Entries from an annotation dataset:

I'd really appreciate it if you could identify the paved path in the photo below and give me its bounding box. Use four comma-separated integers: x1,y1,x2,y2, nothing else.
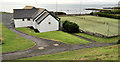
2,13,117,60
72,34,98,43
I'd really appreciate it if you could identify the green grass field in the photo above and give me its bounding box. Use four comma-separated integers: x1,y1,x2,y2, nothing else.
75,33,120,43
60,16,118,36
2,24,35,53
0,23,2,39
21,45,118,60
16,28,90,44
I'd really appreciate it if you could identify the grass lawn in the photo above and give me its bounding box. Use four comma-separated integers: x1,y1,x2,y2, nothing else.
2,24,35,53
16,28,90,44
76,33,120,43
0,23,2,40
20,45,118,60
60,16,118,36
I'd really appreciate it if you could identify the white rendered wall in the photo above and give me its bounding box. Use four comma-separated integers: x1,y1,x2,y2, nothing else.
33,21,37,29
37,15,59,32
14,19,33,28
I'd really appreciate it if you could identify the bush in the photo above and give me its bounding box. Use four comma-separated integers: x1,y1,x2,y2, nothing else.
63,21,79,33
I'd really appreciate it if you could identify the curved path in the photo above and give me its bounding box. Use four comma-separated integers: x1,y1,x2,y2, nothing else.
2,13,114,60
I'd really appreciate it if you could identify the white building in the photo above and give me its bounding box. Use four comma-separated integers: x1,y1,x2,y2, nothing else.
14,6,60,32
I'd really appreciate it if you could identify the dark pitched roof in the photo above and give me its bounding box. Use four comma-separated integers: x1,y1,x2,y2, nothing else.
36,12,49,24
23,6,35,9
32,8,45,18
14,6,60,24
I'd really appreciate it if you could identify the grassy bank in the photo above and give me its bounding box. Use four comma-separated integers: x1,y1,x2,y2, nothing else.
2,24,35,53
21,45,118,60
60,16,118,36
16,28,90,44
76,33,120,43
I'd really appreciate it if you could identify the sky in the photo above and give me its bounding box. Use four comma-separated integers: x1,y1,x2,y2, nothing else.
0,0,120,11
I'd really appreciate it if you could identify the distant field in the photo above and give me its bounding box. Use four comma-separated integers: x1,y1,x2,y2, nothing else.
0,23,2,39
0,24,35,53
16,28,91,44
21,45,118,62
60,16,118,36
75,33,120,43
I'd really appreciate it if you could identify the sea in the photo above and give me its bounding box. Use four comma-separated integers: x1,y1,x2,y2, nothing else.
0,3,118,14
37,4,118,14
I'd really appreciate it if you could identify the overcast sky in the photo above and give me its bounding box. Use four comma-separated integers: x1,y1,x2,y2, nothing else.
0,0,120,11
0,0,120,5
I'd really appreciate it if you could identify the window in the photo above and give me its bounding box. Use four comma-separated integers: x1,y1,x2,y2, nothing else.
48,22,51,24
22,19,24,21
27,18,30,21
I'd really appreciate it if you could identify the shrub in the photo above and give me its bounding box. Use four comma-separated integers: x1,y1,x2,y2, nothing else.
63,21,79,33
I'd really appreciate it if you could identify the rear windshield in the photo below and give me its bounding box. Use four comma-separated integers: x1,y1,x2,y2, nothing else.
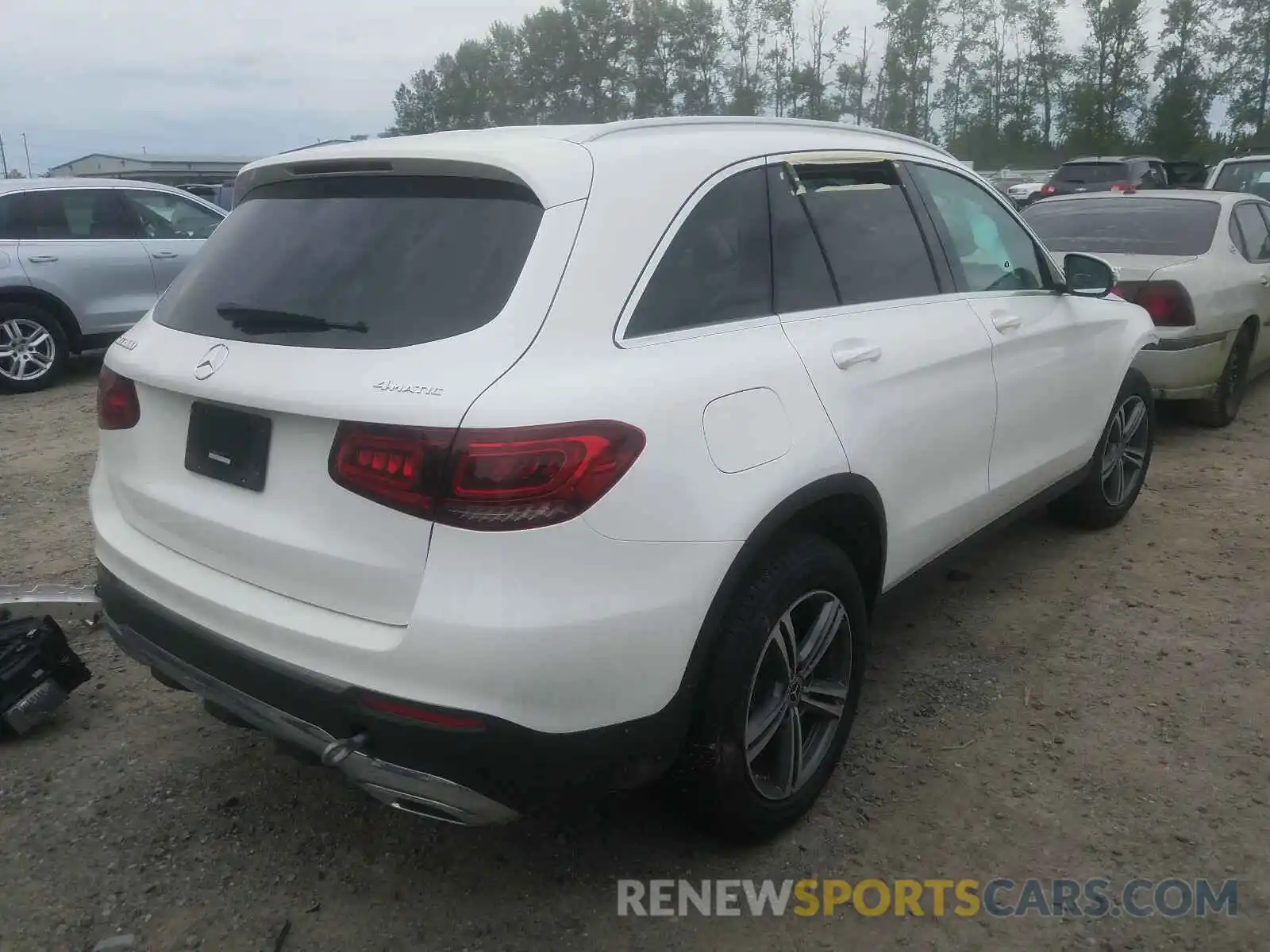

_PROMPT_
Give the number of lines in the material above that contain the string "path". Reply with the number alone.

_OUTPUT FOR THIS EXERCISE_
2